WORK TO BE COMPLETED: Exact transcription of the records is required.

PROVIDED DATA:
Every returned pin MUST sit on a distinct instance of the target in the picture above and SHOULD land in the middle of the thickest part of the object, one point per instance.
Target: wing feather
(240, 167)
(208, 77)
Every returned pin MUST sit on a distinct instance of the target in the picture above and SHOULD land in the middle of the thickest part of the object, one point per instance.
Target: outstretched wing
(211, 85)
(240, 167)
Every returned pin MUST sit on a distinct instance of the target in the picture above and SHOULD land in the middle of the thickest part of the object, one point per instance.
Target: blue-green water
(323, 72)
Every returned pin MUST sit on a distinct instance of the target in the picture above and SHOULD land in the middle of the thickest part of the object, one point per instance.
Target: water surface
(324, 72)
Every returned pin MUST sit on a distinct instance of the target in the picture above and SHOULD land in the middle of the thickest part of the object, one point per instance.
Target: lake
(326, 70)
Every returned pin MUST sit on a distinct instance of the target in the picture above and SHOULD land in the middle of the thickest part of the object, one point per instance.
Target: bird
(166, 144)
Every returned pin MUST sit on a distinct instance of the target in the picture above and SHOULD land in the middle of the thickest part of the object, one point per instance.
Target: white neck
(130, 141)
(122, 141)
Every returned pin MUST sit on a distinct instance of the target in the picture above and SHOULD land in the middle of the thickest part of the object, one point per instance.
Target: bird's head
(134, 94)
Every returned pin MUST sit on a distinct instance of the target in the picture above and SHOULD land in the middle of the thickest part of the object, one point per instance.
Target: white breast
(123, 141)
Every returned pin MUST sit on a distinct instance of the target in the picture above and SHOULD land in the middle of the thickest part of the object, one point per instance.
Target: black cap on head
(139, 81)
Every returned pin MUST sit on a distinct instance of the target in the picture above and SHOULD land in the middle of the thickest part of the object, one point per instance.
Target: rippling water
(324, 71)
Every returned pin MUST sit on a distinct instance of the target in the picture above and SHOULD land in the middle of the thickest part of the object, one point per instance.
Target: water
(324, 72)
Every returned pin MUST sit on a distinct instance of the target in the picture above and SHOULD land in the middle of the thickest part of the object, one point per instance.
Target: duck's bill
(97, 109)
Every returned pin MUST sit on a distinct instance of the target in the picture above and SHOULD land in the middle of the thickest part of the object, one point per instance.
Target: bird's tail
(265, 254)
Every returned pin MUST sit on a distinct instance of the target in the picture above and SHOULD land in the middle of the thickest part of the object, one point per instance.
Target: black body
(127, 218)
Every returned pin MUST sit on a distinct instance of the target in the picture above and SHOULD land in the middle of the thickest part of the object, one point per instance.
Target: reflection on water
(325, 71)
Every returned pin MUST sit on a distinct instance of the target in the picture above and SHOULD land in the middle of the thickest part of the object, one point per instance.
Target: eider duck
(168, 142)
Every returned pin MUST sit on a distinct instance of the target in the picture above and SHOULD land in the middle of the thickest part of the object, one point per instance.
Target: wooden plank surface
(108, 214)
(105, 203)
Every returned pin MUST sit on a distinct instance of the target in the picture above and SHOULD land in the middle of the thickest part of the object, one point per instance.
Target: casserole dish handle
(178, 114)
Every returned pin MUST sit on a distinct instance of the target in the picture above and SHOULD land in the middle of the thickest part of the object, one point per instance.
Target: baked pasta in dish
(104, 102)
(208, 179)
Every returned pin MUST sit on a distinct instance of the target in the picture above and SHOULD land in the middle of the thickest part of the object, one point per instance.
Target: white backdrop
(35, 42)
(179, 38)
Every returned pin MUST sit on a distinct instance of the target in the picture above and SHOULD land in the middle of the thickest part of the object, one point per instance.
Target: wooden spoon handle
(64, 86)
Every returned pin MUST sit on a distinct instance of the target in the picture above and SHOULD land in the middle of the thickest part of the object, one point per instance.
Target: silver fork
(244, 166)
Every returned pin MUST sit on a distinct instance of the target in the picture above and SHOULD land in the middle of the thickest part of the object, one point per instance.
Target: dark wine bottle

WRITTEN SOLUTION:
Every returned pin MUST sit on a distinct instance of the target in the picture above and SHOULD land in the middle of the thickest part of the object, one point per instance.
Target: wing feather
(240, 167)
(208, 77)
Every returned pin MUST sit on a distinct instance of the target in the picture above and SHOULD land in the middle of the thickest part of the object, one point per instance.
Target: outstretched wing
(211, 85)
(240, 167)
Every returned pin MUST sit on a distinct instance of the target in the picture above and SHOULD land in the middle of the thickest part of the object, one point per instance.
Target: blue-green water
(323, 72)
Every returned pin MUST sit on a distinct instance of the target in the picture above and SHOULD land in the middle of the thickest part of the object, one point per instance.
Target: water surface
(324, 72)
Every returned pin MUST sit on a distinct instance of the target in the picture above and SHOULD land in the middle of the thickest part of the object, one point per instance.
Target: lake
(326, 70)
Every returned pin MUST sit on a distinct instance of the target in the picture above and SHOULD land in the middle of the thickest part of the object, one point per instance.
Target: bird
(166, 144)
Every returned pin MUST sit on a distinct instance of the target in the picture above and SHOULD land in the middle of the thickest part of the object, one point per instance.
Target: white neck
(130, 141)
(122, 141)
Every returned pin MUST sit on a distinct instance of the target in the picture above and SHOULD land in the middle of the thickest part of the object, one point per instance.
Target: bird's head
(134, 94)
Every returned pin MUST sit on a distinct instance of the target in the picture above and SHOULD land in the middle of the thickest part of the object, one point per instance.
Target: white breast
(123, 141)
Every returned pin MUST sit on a distinct instance of the target in the picture above and SHOULD land in the middle of the thickest part of the object, one point per instance.
Target: black cap on head
(139, 81)
Every returned pin MUST sit on a distinct instance of the target in the picture above and SHOULD land in the middle of the thickest part of the object, one point per instance.
Target: rippling water
(324, 71)
Every returned pin MUST sit on a distinct instance of the target in the picture above and SHOULD land in the middle of the thickest part of the object, one point per instance.
Target: water
(324, 72)
Every returned pin MUST sit on a distinct instance of the target in the picture above and SHOULD land in the middle of the thickest part of the object, one point per instance.
Target: duck's bill
(97, 109)
Every returned pin MUST sit on a distinct instance of the target in the picture above and SHOULD land in the middle of the thickest part of the object, one point per instance.
Target: bird's tail
(265, 254)
Every returned pin MUST sit on a distinct instance of the target in the picture above and SHOULD land in the middle of the thickest part of the object, one point per instance.
Target: black body
(127, 218)
Every returned pin MUST sit on a distinct instance of the target in the picture above and SHOULD land in the middle of the thickest part of the object, one point per instance.
Target: reflection on water
(325, 71)
Every returned pin MUST sit on a distinct instance of the target in the picture above and SHOULD land in the middle of the thickest part of the object, one point per instance.
Target: eider duck
(168, 142)
Every returned pin MUST sit on a distinct instance of the target in the picture above and SHOULD land in the middle of the thickest part of the object, one point per instance.
Target: wooden plank surface
(108, 214)
(105, 203)
Every returned pin MUST sit on a distinct instance of the target in the picture above and SHOULD land in the middle of the thickest part of the object, one point per instance.
Target: casserole dish handle
(178, 114)
Every returned pin MUST sit on a distinct instance of the target in the picture above and SHOULD land in the middle of the thickest part of the object, one point per instance.
Target: baked pasta in dish
(104, 102)
(208, 179)
Every returned pin MUST sit on a distinct instance of the target in the picture above and SHOULD land in the middle of the thickest part of the object, one point per instance.
Target: white backdrop
(35, 42)
(179, 38)
Every returned pin MUST sit on a distinct instance of the target in the picture above and SHOULD land in the middle of the thickest part of the object, one point per instance.
Target: wooden spoon handle
(64, 86)
Every returned pin MUST sit on a distinct instance of the target in the picture above and SHOULD land in the middle of the thickest part of the object, one point per instance.
Target: silver fork
(244, 166)
Every returned pin MUST sit on a distinct instance of the target in the picture above and SHOULD land in the middle of the thickest part of the object, one point per instance.
Target: dark wine bottle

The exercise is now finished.